*What is needed*
Set down every entry again, exactly as it appears.

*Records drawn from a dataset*

BEGIN

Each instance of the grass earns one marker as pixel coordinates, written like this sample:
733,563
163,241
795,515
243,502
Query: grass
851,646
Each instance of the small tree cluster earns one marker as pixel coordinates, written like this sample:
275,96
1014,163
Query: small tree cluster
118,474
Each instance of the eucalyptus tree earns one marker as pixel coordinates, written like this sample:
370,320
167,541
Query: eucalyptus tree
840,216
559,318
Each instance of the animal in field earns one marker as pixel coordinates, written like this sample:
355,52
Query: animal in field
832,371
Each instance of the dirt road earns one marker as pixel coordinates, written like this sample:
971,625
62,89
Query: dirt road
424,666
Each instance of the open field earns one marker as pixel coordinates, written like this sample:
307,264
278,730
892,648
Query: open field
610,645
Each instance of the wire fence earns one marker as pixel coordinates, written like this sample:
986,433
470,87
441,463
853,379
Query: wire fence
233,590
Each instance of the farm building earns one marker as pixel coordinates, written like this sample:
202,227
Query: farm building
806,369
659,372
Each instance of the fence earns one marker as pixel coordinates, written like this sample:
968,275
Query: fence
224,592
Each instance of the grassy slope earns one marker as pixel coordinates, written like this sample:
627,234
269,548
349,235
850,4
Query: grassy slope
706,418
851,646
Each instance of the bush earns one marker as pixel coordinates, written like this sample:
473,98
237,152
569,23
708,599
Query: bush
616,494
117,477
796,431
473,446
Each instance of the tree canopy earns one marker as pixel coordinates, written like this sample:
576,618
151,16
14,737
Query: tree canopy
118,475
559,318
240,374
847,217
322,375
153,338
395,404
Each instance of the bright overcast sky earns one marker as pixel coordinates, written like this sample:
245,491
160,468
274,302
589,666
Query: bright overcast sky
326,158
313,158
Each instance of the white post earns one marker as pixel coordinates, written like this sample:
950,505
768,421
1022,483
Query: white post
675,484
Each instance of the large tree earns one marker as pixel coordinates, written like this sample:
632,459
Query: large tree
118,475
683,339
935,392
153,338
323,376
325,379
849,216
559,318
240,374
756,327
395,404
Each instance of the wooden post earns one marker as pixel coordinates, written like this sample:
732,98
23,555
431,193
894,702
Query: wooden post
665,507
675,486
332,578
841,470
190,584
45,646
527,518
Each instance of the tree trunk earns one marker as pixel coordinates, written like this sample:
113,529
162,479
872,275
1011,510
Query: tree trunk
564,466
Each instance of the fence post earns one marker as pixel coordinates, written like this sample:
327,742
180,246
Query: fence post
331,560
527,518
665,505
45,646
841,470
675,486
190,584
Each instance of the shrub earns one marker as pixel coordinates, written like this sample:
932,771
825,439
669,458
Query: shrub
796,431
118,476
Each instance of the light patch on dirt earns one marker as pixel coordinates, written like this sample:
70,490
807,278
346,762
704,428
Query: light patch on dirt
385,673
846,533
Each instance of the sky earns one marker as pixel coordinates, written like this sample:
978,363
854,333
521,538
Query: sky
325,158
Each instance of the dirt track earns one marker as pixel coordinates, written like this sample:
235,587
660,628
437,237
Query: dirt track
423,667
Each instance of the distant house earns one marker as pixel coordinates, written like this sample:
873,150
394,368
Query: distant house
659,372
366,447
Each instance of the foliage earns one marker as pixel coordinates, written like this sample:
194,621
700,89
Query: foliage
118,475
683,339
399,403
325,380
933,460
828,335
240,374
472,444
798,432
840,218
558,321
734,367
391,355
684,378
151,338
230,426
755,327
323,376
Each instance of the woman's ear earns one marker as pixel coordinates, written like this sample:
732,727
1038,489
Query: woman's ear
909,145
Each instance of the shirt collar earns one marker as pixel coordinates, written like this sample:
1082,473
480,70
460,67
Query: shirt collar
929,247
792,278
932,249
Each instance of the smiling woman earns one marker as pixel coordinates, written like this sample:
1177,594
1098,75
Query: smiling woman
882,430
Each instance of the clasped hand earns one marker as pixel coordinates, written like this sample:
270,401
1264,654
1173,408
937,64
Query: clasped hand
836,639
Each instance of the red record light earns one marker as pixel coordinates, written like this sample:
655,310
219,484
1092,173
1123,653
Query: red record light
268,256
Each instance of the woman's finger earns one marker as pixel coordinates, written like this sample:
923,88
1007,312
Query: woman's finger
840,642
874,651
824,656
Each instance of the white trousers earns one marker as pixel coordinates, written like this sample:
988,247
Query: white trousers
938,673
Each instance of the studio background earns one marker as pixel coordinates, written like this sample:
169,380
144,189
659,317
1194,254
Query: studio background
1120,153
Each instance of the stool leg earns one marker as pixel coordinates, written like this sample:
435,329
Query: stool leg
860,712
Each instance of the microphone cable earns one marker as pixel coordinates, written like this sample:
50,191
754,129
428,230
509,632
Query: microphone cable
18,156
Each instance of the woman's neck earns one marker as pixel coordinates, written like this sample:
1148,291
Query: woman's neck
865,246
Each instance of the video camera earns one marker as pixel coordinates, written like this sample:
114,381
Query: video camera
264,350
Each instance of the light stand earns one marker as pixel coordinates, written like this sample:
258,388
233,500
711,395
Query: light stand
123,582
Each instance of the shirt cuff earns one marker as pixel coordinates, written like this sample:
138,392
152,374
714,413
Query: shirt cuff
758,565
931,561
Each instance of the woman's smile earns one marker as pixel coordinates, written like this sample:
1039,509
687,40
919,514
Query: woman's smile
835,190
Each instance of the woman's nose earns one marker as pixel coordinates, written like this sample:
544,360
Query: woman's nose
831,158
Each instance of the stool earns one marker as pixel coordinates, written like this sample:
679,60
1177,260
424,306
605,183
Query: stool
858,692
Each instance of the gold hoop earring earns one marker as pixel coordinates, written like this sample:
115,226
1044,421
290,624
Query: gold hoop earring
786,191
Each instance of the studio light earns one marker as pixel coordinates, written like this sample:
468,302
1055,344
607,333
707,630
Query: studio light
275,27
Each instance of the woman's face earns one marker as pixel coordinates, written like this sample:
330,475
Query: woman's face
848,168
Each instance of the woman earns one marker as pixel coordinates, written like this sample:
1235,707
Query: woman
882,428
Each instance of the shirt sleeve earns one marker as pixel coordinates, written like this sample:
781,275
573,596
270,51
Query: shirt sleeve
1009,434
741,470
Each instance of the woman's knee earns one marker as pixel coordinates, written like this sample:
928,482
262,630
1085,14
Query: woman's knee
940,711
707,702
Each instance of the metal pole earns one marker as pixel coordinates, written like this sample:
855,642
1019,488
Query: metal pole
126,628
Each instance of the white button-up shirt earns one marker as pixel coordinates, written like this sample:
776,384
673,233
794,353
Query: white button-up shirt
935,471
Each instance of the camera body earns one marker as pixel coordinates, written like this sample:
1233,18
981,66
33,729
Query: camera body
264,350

END

*Exercise solution*
Each instance of the grass earns one marker as pixel coordinates, written like this sample:
733,563
163,241
795,515
243,502
Query: grass
851,646
Each instance of the small tree cluster earns one marker as pixel coordinates, written like this sample:
275,96
1014,163
Query: small tree cluster
118,474
Each instance of the eucalyptus tree earns one marker as pixel coordinates, written like this sample:
370,320
167,541
Query: eucalyptus tree
840,216
559,318
Each instance of the animal in field earns one marker as pixel coordinates, written like this sample:
355,52
Query: animal in field
832,371
Each instance of the dirt road earns one marker as pixel coordinates, written like this sample:
971,625
62,89
Query: dirt road
424,666
Each instance of the open field earns one marker as pixel coordinates, written like this sample:
307,264
278,730
892,648
Query: open field
610,645
Each instance of the wire fence earns one marker as pixel coordinates, written like this sample:
986,433
470,87
441,463
853,379
Query: wire fence
233,590
Each instance of the farm building earns one marker as pixel coordinates, written like this sample:
202,227
Query: farm building
806,369
659,372
Each instance of the fence earns one marker as pixel coordinates, written like this sample:
968,275
Query: fence
224,592
Each instance of the grassy slope earns one marker as pixel coordinates, written like this sample:
627,234
269,548
349,235
850,4
Query: grassy slope
706,418
851,646
Each instance of the bush earns one marker as pixel coordinates, written like this sample:
473,98
237,152
569,23
708,599
Query: bush
616,494
117,477
796,431
473,446
Each instance of the tree canopy earns one marker as pixel coordinates, written like this sample:
576,618
151,16
14,737
Query: tree canopy
118,475
559,318
240,374
847,217
322,375
153,338
395,404
Each instance of the bright overcast sky earns one marker as pixel coordinates, written like this sample:
245,491
160,468
274,302
589,666
Query: bright overcast sky
326,158
313,158
Each instance of the white post earns one marker as pixel coordinates, written like this sample:
950,505
768,421
1022,483
Query: white post
675,484
Each instance of the large tree earns one marker as pixel coordinates, written like this sample:
632,459
Query: large tree
118,475
683,339
935,392
153,338
323,376
325,379
849,216
559,318
240,374
756,327
395,404
Each instance of the wooden post earns one marker as pixel coordinates, written like this sample:
732,98
23,555
431,193
894,702
Query: wooden post
665,507
675,486
332,578
841,470
190,584
45,646
527,518
Each instance of the tree trunk earns one marker as pixel coordinates, written like this sample:
113,529
162,479
872,275
1011,510
Query: tree trunk
564,466
Each instance of the fence post earns one marker as pixel coordinates, written like this sample:
327,742
180,246
Query: fence post
331,560
527,518
665,505
45,646
841,470
675,486
190,584
Each instance of the shrub earns one marker as pixel coordinates, written like this sample:
932,771
825,439
669,458
Query: shrub
796,431
118,476
Each instance of the light patch on dirt earns one marker as pixel coordinates, written like this sample:
70,490
807,278
346,762
704,428
Query: light patch on dirt
385,673
846,533
Each instance of the sky earns one marker as pixel coordinates, written like this sample:
978,363
854,333
521,538
Query: sky
325,158
Each instance of the dirt track earns one marker as pixel coordinates, written like this sample:
235,587
660,628
437,237
Query: dirt track
423,667
Each instance of the distant house earns one marker as pixel coordinates, written like this sample:
873,150
394,368
Query: distant house
659,372
366,447
Each instance of the foliage earns one marker as pixel coordinates, written like this sample:
194,621
700,89
Query: foliage
118,475
683,339
399,403
325,380
933,460
828,335
240,374
472,444
798,432
840,218
558,321
734,367
391,355
684,378
151,338
230,426
755,327
323,376
Each instance of the woman's ear earns one marker as pixel coordinates, written like this sample:
732,727
1038,489
Query: woman's ear
909,145
Each instance of the shirt collar earns one marker as pixel coordinates, written like this sample:
1082,473
480,70
460,67
Query: shirt collar
929,247
792,278
932,249
Each instance of the smiling woman earns one marker as pixel coordinates, written like this sample:
1177,594
1098,75
Query: smiling woman
882,430
Each instance of the clasped hand earns one marker as pixel coordinates, written like this sample:
270,401
1264,654
1173,408
937,64
Query: clasped hand
836,639
Each instance of the red record light earns one marker as pixel coordinates, written like this sample:
655,310
219,484
1092,173
1123,653
Query: red record light
268,256
Each instance of the woman's finger earns one marker as pixel coordinates, written like this sample:
923,88
1007,312
Query: woman's finger
840,642
874,651
824,656
Each instance of the white trousers earns one marker as pixel coordinates, written like this sample:
988,247
Query: white trousers
938,673
Each instance of the studio background earns one marker as pixel coordinates, written like this sample:
169,380
144,189
659,317
1194,254
Query: studio background
1120,153
Each instance of the stool leg earns one marker as pixel coordinates, written like this sample:
435,329
Query: stool leg
860,712
Each instance of the microphone cable earns one marker as pixel coordinates, written like this sample:
50,191
754,129
428,230
509,632
Query: microphone cable
18,156
Each instance of the woman's neck earns one marker as pixel coordinates, written like this sample:
1148,291
Query: woman's neck
865,246
Each instance of the video camera earns one marker as pixel coordinates, written like this sample:
114,381
Query: video camera
264,350
Each instance of the light stand earns one marker as pixel coordinates, written like this sample:
258,388
233,500
711,395
Query: light stand
123,582
Each instance of the shirt cuff earns one marker as pixel coordinates, written like this sample:
138,392
152,374
714,413
Query: shirt cuff
758,565
931,561
Each instance of the woman's smile earns one marker as pixel coordinates, written like this sample:
1039,509
687,40
919,514
Query: woman's smile
835,190
Each instance of the woman's nose earns one marker as pixel coordinates, written like this sample:
544,360
Query: woman's nose
831,158
Each instance of the stool earns one marker as pixel coordinates, written like this sample:
679,60
1177,260
424,306
605,183
Query: stool
858,692
Each instance of the gold hoop earring earns one marker as pixel coordinates, written like this sample:
115,226
1044,421
290,624
Query: gold hoop earring
786,191
Each instance of the studio light earns one marker as pixel coordinates, written like this sample:
468,302
1055,344
607,333
707,630
Query: studio light
275,27
Each instance of the woman's face earns one marker as pixel coordinates, written like this sample:
330,475
Query: woman's face
848,168
Each instance of the woman earns one marker as pixel coordinates, written like this sample:
1235,707
Query: woman
882,428
Each instance of the shirt sleeve earns one marker as pixel coordinates, written like this sample:
781,275
573,596
270,51
Query: shirt sleeve
1009,434
741,470
Each instance of the woman's knee earns one marker as pixel coordinates, written like this sample:
928,482
262,630
1085,14
Query: woman's knee
940,711
707,702
Each instance of the metal pole earns one marker as pixel coordinates, written like this sample:
855,642
1019,488
Query: metal pole
126,628
Each instance of the white button-up shirt earns one marker as pixel coordinates, written like this sample:
776,384
673,233
794,353
Query: white button-up shirt
935,471
Each instance of the camera body earns one marker as pixel coordinates, written like this sample:
1233,18
981,66
33,729
Query: camera body
264,350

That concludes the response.